> **Dataset entries**

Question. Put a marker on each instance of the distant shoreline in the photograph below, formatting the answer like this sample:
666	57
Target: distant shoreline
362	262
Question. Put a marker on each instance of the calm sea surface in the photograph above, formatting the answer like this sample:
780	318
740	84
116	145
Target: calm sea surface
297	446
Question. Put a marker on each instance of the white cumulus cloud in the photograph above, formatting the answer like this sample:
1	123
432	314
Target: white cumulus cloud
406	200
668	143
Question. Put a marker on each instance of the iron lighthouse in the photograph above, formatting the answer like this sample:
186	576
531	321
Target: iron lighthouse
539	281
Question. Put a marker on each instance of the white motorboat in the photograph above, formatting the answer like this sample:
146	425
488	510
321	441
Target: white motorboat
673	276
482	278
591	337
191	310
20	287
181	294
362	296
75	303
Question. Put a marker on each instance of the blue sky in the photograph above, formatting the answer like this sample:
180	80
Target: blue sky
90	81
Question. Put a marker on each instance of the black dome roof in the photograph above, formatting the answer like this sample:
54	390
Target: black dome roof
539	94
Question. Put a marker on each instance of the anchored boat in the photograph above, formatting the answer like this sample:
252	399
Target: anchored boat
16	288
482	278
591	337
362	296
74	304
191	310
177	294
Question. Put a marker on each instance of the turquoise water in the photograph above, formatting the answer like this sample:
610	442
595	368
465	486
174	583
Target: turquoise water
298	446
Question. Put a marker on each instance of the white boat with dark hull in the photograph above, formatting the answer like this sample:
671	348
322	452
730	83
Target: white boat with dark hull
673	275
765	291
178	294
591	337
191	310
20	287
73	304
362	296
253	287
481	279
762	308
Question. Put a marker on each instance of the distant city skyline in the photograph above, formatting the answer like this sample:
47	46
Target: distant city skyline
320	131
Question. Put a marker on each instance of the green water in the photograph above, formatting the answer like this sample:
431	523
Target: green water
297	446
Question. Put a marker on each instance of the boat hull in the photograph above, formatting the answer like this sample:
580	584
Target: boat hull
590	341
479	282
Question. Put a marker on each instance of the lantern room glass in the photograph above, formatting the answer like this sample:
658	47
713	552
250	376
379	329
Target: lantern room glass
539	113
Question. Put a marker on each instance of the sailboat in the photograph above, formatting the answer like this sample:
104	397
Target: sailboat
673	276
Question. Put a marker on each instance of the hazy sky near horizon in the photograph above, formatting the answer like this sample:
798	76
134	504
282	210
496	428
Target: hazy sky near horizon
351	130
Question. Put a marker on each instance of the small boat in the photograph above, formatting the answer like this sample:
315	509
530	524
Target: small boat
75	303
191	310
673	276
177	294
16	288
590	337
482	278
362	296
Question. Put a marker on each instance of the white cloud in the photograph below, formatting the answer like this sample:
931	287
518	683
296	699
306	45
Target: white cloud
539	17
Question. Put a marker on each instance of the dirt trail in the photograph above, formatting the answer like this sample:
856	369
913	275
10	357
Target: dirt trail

> **Work required**
Reproduce the material above exactly; please quote every line of it.

> **Completed exercise**
Question. Put a marker on each instance of the distant shoreline in the photograph below, formatting the answer like this sample:
666	57
Target: distant shoreline
362	262
Question. Put a marker on each instance of the calm sea surface in the photograph above, formatting the answer like this sample:
780	318
740	84
116	145
Target: calm sea surface
297	446
Question. Put a marker on each instance of the white cumulus cloud in the photograph above, formatting the answer like this sample:
1	123
432	314
Target: white cumulus cloud
406	200
668	143
Question. Put a marker on each instance of the iron lighthouse in the photograph above, formatting the answer like this sample:
186	576
531	321
Target: iron lighthouse
539	281
Question. Put a marker on each instance of the white motorboat in the photograph above, formatting the answer like this sample:
146	425
488	510
321	441
Target: white motorboat
673	276
482	278
591	337
191	310
20	287
181	294
362	296
75	303
Question. Put a marker on each instance of the blue sky in the photograph above, formatting the answer like this sample:
180	80
Target: blue sky
90	81
Question. Put a marker on each instance of the black dome roof in the photograph above, formatting the answer like this sample:
54	390
Target: black dome roof
539	94
Question. Put a marker on each instance of the anchored boat in the photograph above, formatting the answer like this sample:
252	399
Target: anchored boat
16	288
482	278
591	337
362	296
74	304
191	310
177	294
Question. Put a marker on each instance of the turquoise water in the photograph above, formatting the answer like this sample:
610	442
595	368
465	486
174	583
Target: turquoise water
298	446
Question. Put a marker on each instance of the white boat with dark hull in the photograph above, formatting the answer like this sample:
671	348
322	452
730	83
Target: white boat with dark hull
673	275
765	291
178	294
591	337
191	310
20	287
73	304
362	296
253	287
481	279
762	308
Question. Put a marker on each instance of the distant city skyline in the photograph above, formatting the answer like this sample:
47	46
Target: distant city skyline
320	131
Question. Put a marker on each instance of the green water in the photograph above, formatting the answer like this sample:
431	523
Target: green water
297	446
Question. Put a marker on each instance of the boat hull in the photograph above, formatting the answer like this sample:
580	584
Target: boat hull
590	341
479	282
Question. Put a marker on each instance of the lantern room glass in the photograph above, formatting the answer like this sample:
658	47
713	552
250	376
379	329
Target: lantern room glass
539	113
Question. Put a marker on each instance of the sailboat in the photograph above, formatting the answer like this sample:
104	397
Target: sailboat
673	276
Question. Put a marker on each instance of the hazy sky near horizon in the photograph above, formatting the answer like this sample:
798	76
134	504
282	210
496	428
Target: hazy sky near horizon
351	130
Question. Put a marker on each instance of the small boat in the photograph above, formatting the answer like this sample:
315	509
530	524
Target: small boat
75	303
191	310
673	276
177	294
16	288
590	337
482	278
362	296
Question. Put a marker on each instance of the white cloud in the photograph below, formatting the answer like this sample:
931	287
518	683
296	699
306	45
Target: white cloud
539	17
Question. Put a marker on each instance of the dirt trail in the photograph above, formatting the answer like this sample:
856	369
913	275
10	357
Target: dirt trail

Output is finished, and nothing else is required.